→ **ABOUT THIS EXERCISE**
Repeat only these lines, exactly: the first line of the data, the line containing "235L152 228L140 243L107", and every line between them. Pictures stay out.

→ **Stored data**
========

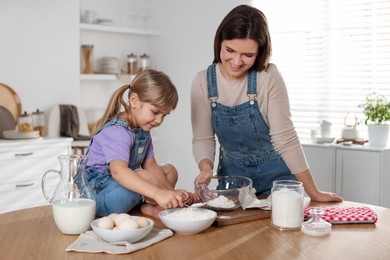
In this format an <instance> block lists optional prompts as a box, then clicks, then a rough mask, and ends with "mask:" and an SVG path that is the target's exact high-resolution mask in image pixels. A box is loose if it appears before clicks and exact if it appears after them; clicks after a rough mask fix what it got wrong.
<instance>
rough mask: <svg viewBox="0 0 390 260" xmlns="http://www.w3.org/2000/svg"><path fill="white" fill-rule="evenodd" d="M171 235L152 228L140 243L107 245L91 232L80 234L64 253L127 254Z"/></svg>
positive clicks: (144, 247)
mask: <svg viewBox="0 0 390 260" xmlns="http://www.w3.org/2000/svg"><path fill="white" fill-rule="evenodd" d="M172 235H173V232H172V230H170V229H156V228H153V229H152V230H151V231H150V233H149V234H148V235H147V236H146V237H145V238H143V239H141V240H140V241H137V242H135V243H132V244H131V243H128V242H126V241H121V242H115V243H108V242H106V241H104V240H102V239H100V238H99V237H98V236H97V235H95V233H93V231H87V232H85V233H82V234H80V236H79V238H77V240H76V241H74V242H73V243H72V244H70V245H69V246H68V247H67V248H66V249H65V251H77V252H86V253H101V252H104V253H108V254H127V253H131V252H134V251H137V250H140V249H142V248H145V247H148V246H151V245H153V244H155V243H157V242H160V241H162V240H164V239H166V238H168V237H171V236H172Z"/></svg>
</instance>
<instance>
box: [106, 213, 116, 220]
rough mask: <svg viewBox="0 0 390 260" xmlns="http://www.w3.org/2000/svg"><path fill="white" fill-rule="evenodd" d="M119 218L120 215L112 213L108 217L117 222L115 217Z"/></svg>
mask: <svg viewBox="0 0 390 260" xmlns="http://www.w3.org/2000/svg"><path fill="white" fill-rule="evenodd" d="M116 216H118V213H111V214H110V215H108V217H109V218H110V219H112V221H115V217H116Z"/></svg>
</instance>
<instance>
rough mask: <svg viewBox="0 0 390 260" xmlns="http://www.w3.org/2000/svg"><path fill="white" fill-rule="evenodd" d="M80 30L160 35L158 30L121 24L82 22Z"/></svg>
mask: <svg viewBox="0 0 390 260" xmlns="http://www.w3.org/2000/svg"><path fill="white" fill-rule="evenodd" d="M80 30H84V31H97V32H112V33H123V34H138V35H145V36H157V35H160V34H159V33H158V32H157V31H153V30H146V29H139V28H129V27H120V26H108V25H98V24H88V23H80Z"/></svg>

========

→ **SOLUTION**
In this format an <instance> block lists optional prompts as a box, then clicks, then a rough mask, and ends with "mask:" and an SVG path that is the target's exact high-resolution mask in image pixels. A box is loose if it appears before clicks and exact if it appears after them; clicks after a rough mask fix what it got wrong.
<instance>
rough mask: <svg viewBox="0 0 390 260" xmlns="http://www.w3.org/2000/svg"><path fill="white" fill-rule="evenodd" d="M171 235L152 228L140 243L107 245L91 232L80 234L64 253L127 254Z"/></svg>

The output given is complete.